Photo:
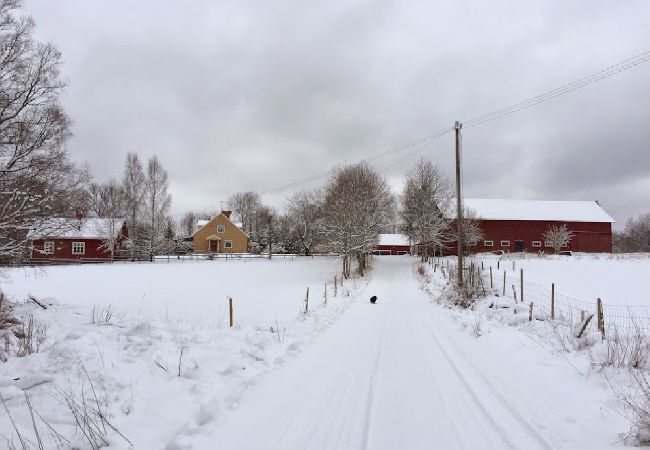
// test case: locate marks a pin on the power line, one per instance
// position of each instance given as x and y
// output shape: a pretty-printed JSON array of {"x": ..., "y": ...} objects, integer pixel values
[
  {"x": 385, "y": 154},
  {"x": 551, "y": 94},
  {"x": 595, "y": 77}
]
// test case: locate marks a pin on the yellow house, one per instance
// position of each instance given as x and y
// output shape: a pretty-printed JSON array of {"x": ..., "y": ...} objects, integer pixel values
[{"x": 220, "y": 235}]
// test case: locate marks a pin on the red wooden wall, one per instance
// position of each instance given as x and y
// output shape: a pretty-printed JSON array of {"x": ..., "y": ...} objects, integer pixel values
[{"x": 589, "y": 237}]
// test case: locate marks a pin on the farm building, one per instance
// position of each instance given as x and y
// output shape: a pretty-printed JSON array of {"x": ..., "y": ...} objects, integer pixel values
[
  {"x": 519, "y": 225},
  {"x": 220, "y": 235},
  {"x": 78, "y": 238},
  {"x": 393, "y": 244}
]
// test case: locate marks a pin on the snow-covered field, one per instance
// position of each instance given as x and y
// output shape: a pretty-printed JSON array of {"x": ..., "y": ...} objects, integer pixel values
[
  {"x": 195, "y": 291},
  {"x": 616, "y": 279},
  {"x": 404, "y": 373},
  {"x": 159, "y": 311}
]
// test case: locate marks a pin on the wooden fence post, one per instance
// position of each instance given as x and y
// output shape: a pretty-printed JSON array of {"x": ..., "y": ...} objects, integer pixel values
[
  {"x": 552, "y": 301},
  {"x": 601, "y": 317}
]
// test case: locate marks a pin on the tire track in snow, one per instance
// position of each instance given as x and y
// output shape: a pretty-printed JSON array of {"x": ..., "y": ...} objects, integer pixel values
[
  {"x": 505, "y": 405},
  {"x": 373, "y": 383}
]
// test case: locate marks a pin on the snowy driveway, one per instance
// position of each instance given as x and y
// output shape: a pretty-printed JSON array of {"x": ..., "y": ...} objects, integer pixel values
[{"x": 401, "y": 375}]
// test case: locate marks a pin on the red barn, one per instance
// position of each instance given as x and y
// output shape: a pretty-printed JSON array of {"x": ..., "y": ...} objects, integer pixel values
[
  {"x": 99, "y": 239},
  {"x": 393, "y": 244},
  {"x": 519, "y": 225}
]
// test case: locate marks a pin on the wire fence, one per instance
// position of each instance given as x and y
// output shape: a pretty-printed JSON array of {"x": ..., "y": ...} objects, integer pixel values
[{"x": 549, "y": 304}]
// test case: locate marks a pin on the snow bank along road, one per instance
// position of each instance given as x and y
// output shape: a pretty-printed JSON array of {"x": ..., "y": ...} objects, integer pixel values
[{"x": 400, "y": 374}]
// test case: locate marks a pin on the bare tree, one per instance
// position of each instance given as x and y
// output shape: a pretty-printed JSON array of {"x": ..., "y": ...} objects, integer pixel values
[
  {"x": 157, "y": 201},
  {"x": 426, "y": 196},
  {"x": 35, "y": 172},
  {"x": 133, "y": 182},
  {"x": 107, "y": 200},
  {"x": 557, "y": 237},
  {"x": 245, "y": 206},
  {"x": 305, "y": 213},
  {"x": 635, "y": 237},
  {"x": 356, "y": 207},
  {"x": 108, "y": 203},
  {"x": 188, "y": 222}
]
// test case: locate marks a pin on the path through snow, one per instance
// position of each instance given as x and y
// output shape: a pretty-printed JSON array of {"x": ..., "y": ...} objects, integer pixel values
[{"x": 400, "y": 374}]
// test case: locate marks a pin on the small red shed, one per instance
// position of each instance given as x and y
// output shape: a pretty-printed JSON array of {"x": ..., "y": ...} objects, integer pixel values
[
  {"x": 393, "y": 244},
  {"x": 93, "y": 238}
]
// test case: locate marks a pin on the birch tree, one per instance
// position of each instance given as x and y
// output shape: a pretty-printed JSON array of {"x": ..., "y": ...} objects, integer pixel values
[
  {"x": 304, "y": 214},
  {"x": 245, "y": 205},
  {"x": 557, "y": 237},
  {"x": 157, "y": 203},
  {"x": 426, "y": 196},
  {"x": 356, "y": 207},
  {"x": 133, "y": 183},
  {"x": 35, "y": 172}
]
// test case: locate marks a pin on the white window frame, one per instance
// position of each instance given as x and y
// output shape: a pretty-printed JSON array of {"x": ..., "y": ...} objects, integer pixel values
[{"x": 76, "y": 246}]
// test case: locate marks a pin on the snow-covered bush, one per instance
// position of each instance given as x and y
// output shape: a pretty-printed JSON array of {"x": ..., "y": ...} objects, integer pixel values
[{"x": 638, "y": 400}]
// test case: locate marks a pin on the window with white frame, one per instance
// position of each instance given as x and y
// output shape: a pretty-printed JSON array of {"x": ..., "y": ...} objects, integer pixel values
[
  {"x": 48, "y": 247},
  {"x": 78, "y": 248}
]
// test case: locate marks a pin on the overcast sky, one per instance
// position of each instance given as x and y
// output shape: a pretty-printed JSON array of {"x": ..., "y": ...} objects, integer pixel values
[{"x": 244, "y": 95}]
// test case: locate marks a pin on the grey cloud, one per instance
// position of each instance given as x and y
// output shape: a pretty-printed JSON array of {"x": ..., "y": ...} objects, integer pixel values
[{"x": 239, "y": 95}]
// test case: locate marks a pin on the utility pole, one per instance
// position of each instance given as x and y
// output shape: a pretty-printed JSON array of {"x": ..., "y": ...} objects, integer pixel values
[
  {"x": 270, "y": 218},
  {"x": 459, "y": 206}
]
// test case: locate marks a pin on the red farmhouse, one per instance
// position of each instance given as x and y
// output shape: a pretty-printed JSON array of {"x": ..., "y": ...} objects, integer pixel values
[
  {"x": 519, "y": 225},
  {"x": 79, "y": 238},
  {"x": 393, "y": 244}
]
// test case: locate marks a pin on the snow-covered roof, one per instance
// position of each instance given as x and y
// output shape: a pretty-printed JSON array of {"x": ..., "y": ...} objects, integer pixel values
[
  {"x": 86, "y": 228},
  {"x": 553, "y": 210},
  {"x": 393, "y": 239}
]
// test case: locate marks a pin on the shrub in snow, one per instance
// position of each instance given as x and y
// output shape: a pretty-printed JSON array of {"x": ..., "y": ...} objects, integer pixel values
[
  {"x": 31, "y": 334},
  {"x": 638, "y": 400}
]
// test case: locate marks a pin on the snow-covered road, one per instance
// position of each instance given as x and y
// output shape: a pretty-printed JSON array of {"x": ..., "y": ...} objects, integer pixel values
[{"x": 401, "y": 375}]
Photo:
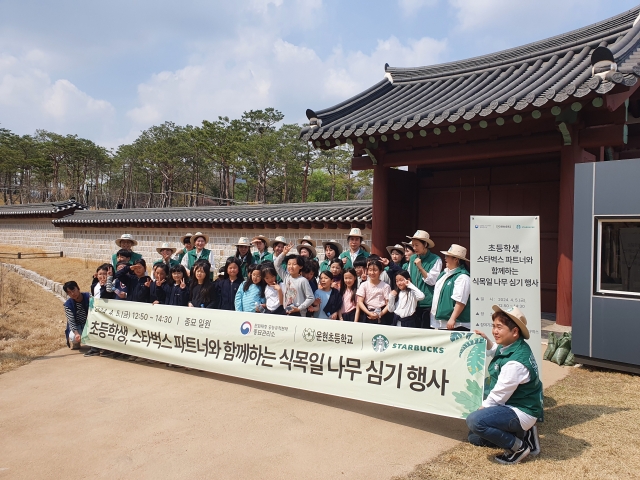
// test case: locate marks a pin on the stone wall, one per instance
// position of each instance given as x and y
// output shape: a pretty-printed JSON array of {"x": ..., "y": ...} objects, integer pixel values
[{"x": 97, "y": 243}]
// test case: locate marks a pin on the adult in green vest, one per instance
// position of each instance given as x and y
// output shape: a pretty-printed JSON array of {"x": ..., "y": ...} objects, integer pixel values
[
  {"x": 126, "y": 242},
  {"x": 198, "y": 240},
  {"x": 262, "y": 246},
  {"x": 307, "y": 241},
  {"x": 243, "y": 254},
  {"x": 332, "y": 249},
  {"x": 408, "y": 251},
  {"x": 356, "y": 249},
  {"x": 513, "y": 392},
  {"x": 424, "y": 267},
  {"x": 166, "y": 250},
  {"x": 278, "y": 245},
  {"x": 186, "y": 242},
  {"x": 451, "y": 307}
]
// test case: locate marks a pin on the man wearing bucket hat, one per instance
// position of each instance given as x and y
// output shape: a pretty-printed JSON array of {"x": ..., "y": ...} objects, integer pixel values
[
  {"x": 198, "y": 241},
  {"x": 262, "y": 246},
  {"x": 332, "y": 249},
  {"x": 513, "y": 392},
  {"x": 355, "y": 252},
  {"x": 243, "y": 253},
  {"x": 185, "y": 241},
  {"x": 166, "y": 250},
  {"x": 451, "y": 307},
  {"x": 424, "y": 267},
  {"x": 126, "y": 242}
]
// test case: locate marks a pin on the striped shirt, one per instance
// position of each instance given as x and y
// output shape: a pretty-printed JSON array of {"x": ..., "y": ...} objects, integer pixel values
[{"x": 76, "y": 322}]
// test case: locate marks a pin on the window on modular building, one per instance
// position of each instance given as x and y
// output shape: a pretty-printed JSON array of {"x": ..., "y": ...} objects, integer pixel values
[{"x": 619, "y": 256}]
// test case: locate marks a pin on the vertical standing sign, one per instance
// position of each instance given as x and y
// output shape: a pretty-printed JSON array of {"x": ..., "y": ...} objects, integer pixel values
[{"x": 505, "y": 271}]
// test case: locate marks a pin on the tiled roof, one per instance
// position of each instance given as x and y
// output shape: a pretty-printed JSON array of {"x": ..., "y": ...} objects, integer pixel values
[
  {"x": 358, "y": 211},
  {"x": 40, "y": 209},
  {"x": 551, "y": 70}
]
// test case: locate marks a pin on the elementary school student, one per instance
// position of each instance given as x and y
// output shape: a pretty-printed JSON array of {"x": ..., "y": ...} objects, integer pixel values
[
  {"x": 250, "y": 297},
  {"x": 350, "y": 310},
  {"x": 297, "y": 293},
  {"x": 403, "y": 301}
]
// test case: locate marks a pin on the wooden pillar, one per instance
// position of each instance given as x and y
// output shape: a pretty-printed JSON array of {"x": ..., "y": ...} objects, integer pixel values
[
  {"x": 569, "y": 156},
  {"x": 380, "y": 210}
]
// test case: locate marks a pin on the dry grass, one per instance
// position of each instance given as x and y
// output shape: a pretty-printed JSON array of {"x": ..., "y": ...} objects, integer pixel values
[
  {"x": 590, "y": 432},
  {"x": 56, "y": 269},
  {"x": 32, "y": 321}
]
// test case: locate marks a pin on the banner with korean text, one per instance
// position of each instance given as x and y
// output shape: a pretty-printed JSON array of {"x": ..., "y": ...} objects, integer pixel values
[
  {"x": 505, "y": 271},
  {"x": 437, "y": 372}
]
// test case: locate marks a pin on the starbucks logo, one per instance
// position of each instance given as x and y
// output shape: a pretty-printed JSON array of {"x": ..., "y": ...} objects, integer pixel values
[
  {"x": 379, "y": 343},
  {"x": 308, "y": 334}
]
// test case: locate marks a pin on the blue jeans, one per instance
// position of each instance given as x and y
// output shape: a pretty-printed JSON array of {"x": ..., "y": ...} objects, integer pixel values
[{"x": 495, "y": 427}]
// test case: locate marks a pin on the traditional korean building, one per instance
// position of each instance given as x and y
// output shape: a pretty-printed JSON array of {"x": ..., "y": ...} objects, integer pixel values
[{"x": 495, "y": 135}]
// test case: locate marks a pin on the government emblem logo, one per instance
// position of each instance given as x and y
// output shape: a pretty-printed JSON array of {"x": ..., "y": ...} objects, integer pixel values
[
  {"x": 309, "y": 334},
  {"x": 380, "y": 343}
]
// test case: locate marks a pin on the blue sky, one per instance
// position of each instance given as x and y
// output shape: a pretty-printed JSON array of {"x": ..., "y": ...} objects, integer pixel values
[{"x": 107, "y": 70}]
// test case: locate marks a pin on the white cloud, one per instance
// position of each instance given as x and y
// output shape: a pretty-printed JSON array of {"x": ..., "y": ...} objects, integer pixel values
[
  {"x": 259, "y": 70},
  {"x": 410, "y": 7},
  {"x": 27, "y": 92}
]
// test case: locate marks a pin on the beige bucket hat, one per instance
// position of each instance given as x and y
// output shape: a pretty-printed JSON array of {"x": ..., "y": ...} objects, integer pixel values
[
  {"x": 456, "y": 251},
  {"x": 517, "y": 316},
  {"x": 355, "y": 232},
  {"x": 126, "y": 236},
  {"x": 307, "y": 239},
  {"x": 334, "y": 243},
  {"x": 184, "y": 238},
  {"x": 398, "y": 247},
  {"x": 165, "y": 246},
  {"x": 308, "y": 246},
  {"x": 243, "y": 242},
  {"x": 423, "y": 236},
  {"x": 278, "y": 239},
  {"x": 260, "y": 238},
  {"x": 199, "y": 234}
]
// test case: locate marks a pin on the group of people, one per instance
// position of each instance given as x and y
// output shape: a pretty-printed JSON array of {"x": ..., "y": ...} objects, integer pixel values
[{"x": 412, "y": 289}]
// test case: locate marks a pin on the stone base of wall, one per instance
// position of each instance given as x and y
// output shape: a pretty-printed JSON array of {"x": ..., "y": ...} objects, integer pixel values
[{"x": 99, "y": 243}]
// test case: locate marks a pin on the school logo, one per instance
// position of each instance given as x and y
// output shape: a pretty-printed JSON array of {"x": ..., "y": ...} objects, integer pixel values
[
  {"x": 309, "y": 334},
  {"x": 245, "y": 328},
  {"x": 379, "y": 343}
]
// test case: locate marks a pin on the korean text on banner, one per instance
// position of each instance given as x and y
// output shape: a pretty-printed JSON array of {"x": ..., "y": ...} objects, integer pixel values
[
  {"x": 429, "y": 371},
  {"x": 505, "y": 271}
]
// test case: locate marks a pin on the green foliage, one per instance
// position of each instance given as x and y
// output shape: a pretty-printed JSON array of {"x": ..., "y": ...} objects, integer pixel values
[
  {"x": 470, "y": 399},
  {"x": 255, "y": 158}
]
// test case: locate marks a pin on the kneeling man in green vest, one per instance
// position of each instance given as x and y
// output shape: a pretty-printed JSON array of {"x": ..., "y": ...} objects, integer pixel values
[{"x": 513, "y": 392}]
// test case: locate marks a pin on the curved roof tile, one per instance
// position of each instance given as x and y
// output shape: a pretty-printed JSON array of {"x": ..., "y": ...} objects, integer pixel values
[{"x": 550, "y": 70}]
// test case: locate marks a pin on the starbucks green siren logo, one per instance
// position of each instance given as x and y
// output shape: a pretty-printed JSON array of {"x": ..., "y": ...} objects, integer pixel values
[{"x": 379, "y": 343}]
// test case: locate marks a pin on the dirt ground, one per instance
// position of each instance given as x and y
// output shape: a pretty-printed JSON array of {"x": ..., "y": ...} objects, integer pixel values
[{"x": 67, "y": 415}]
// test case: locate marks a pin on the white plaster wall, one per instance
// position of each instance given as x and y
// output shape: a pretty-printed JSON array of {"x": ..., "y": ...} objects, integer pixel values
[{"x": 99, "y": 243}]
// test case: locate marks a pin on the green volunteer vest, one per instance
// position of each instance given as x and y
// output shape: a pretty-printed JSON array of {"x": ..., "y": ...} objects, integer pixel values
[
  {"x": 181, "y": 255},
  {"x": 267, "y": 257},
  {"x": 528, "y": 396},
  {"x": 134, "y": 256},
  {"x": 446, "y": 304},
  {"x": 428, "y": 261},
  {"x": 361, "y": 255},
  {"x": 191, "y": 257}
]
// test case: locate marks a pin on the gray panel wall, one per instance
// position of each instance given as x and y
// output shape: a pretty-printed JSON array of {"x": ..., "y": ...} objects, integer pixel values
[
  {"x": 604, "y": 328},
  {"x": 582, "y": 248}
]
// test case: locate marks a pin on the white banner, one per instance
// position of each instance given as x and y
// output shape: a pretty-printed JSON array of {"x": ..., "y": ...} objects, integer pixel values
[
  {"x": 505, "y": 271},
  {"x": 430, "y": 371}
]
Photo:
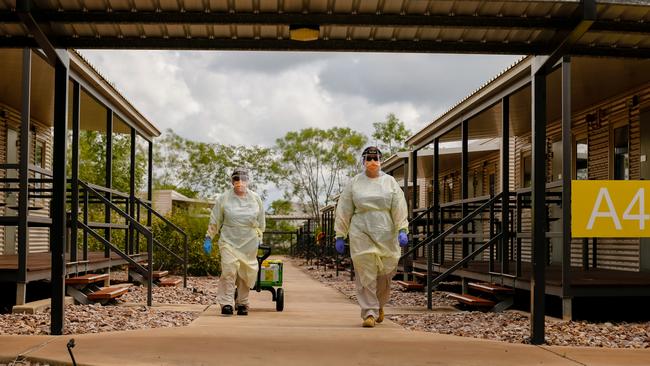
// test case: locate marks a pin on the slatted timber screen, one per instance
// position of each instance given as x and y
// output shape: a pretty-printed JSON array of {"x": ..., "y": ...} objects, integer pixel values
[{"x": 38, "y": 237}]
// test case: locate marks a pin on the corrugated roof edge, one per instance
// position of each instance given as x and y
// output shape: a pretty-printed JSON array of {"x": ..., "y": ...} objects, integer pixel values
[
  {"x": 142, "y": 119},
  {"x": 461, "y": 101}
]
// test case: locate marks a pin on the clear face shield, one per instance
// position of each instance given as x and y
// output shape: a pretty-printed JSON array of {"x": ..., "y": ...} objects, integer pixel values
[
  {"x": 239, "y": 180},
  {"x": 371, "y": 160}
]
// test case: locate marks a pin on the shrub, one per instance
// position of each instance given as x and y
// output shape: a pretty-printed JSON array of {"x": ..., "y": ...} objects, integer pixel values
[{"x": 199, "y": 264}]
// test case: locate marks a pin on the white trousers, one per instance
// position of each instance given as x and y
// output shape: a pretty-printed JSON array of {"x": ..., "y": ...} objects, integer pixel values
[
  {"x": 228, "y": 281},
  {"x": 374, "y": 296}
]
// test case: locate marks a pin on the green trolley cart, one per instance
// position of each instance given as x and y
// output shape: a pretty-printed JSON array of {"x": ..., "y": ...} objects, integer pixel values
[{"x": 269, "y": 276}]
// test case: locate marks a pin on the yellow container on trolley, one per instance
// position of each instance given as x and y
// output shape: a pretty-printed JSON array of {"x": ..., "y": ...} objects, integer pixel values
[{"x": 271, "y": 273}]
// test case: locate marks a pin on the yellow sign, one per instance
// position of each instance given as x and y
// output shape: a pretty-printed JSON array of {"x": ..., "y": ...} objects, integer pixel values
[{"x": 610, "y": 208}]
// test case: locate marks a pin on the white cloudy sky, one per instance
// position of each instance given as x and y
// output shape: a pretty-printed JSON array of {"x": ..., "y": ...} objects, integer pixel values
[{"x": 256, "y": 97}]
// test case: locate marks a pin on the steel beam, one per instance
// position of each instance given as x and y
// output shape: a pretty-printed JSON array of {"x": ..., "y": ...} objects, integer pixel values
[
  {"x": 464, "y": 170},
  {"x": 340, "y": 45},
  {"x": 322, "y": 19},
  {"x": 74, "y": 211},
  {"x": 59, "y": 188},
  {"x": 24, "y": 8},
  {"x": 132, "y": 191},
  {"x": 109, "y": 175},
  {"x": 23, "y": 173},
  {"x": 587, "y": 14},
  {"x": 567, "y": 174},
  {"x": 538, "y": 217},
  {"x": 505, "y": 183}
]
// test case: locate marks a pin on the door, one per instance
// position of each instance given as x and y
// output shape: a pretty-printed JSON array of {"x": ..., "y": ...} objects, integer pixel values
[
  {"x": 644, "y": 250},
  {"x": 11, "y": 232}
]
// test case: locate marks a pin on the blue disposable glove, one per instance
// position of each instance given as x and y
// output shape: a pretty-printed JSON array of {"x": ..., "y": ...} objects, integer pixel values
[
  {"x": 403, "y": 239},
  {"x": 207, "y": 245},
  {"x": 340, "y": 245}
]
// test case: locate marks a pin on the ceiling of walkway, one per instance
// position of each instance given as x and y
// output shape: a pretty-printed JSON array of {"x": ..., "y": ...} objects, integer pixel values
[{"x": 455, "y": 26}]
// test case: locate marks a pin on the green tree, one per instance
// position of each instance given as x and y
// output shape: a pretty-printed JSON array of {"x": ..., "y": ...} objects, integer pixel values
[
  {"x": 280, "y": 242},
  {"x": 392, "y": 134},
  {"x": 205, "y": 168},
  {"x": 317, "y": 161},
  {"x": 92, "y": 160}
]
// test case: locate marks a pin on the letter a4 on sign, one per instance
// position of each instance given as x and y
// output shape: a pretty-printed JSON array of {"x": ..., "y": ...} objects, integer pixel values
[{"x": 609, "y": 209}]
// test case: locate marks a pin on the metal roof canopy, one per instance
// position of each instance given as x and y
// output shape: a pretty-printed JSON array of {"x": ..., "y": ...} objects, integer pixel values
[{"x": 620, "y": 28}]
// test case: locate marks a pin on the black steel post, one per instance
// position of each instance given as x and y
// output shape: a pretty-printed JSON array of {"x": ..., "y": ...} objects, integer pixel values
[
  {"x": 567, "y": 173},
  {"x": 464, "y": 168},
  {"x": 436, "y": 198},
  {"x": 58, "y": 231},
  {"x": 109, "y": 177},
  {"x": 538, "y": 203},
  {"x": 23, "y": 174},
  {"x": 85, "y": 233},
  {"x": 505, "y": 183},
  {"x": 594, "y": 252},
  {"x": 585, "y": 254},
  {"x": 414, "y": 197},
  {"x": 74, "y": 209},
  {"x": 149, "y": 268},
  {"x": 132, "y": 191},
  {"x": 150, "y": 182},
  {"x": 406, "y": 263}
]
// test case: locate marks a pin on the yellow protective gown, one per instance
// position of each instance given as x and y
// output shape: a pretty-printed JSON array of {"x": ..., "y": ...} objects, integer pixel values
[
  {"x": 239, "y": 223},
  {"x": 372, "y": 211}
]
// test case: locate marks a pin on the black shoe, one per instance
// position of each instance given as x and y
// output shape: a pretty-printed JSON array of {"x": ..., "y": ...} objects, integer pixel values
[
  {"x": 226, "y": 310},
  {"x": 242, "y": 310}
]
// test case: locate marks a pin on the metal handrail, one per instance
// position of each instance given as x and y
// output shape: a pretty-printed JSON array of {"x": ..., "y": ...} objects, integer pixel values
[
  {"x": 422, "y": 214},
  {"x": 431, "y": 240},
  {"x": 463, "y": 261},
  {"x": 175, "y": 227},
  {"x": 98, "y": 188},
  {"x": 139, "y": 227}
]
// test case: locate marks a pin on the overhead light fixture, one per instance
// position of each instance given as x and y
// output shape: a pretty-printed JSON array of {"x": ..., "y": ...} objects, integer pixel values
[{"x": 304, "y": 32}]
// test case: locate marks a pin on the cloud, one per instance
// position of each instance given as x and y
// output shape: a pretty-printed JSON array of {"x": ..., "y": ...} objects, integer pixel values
___
#### [WHAT TO WORK ON]
Reproduce the material unchanged, starting with the line that contains "the cloud, one per instance" and continuing through the material's last line, with both ends included.

#### [ANSWER TO THIS EXERCISE]
// test case: locate marks a pin on the cloud, one per instance
// position of each instance given as x and y
// output shape: a pretty-printed JSON array of {"x": ..., "y": ...} objects, integer pixel values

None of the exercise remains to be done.